Dan melengkapinya dengan kelebihannya. Ntah memang benar bahwa nama
yang telah tertuliskan di Lauhul Mahfuzku itu bukanlah namamu, atau
jika memang itu adalah namamu, mungkin saja Tuhan sedang mengujiku
untuk tidak mendahului takdirku, atau juga karena cara kita yang
salah. Lalu Ia akan mempertemukan kita kembali. Aku tidak tahu.
Benci?
Tidak juga. Aku tidak membenci atas sakit yang aku terima darimu.
Sungguh.
Tapi
satu hal yang pasti. Aku dapat mengambil hikmah dari semua ini. Bahwa
cinta bukanlah hanya soal kenyamanan. Namun, ketika kita mengenal
seseorang dan merasa yakin dialah masa depan kita. Lalu meskipun kita
saling mengetahui kekurangan masing-masing, kita tetap mengabaikannya
dan tetap berkata “Aku mencintainya”. Bagiku itulah cinta yang
sebenarnya. Cinta yang tak memandang dari segi kekurangan. Cinta yang
hanya berlandaskan iman. Iman kepada Allah swt. Cinta yang hakiki.
Hanya
saja, aku masih terlalu dini untuk mengetahui siapakah dia. Jodohku.
Jawaban dari setiap doa-doaku. Tuhan, aku menunggunya. Seorang anak
Adam yang dengan gagah berani menghadap kepada ayahku untuk meminta
izinnya. Mengakui kepadaMu dan juga kedua orangtuaku, bahwa ia
mencintaiku karenaMu.

[Baris dari dataset penunjukan]

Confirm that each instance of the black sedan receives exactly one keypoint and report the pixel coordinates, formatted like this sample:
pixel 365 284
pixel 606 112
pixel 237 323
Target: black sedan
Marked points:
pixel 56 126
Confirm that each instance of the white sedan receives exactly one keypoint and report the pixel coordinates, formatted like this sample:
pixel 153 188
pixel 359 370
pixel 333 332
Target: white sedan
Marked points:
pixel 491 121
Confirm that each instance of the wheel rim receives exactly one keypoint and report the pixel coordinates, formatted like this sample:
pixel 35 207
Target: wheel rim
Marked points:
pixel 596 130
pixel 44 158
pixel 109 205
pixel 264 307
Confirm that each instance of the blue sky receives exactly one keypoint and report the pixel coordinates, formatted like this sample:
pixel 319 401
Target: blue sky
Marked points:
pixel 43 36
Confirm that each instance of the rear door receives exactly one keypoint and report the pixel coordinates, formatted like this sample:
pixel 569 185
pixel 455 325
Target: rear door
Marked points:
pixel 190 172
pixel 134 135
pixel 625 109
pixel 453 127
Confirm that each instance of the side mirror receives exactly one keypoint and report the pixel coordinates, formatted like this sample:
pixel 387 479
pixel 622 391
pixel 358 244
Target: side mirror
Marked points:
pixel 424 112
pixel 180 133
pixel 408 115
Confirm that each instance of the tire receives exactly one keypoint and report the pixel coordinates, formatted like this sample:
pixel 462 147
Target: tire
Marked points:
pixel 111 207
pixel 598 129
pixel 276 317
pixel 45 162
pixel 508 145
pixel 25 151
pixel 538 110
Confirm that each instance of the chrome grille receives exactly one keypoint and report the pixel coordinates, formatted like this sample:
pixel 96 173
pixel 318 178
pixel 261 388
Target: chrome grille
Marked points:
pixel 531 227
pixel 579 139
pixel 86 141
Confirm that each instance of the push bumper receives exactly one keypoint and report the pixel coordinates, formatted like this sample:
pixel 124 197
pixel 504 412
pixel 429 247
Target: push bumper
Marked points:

YANG PERLU DIKERJAKAN —
A: Tuliskan ulang tanpa diubah sedikit pun semua bagian tulisan tentang cinta, mulai dari "Jawaban dari setiap" terus sampai "mencintaiku karenaMu.".
B: Dalam tulisan tentang cinta, cinta yang hakiki hanya berlandaskan apa?
C: Sambung tulisan tentang cinta, mulai setelah kalimat terakhirnya.
Data ini tidak ada hubungannya dengan tulisan tentang cinta.

JAWABAN TIAP TUGAS —
A:
Jawaban dari setiap doa-doaku. Tuhan, aku menunggunya. Seorang anak
Adam yang dengan gagah berani menghadap kepada ayahku untuk meminta
izinnya. Mengakui kepadaMu dan juga kedua orangtuaku, bahwa ia
mencintaiku karenaMu.

B: Iman kepada Allah swt.

C:
"Wanita-wanita
yang keji adalah untuk laki-laki yang keji, dan laki-laki yang keji
adalah untuk wanita-wanita yang keji (pula). Dan wanita-wanita yang
baik adalah untuk laki-laki yang baik, dan laki-laki yang baik adalah
untuk wanita-wanita yang baik (pula)”.(Q.S An-Nur : 26)
Ya Allah, izinkan aku untuk memperbaiki diriku dahulu. Dan semoga saja diapun sedang memperbaiki dirinya sebelum menjemputku nanti. Kuatkan aku, bimbing aku agar tetap istiqomah di jalanMu. Hanya kepadaMulah aku memohon dan meminta pertolonganMu, Ya Rabb. Engkaulah Sang Maha membolak-balikkan hati. Sungguh, jangan tinggalkan aku walau satu milidetikpun, ya Allah.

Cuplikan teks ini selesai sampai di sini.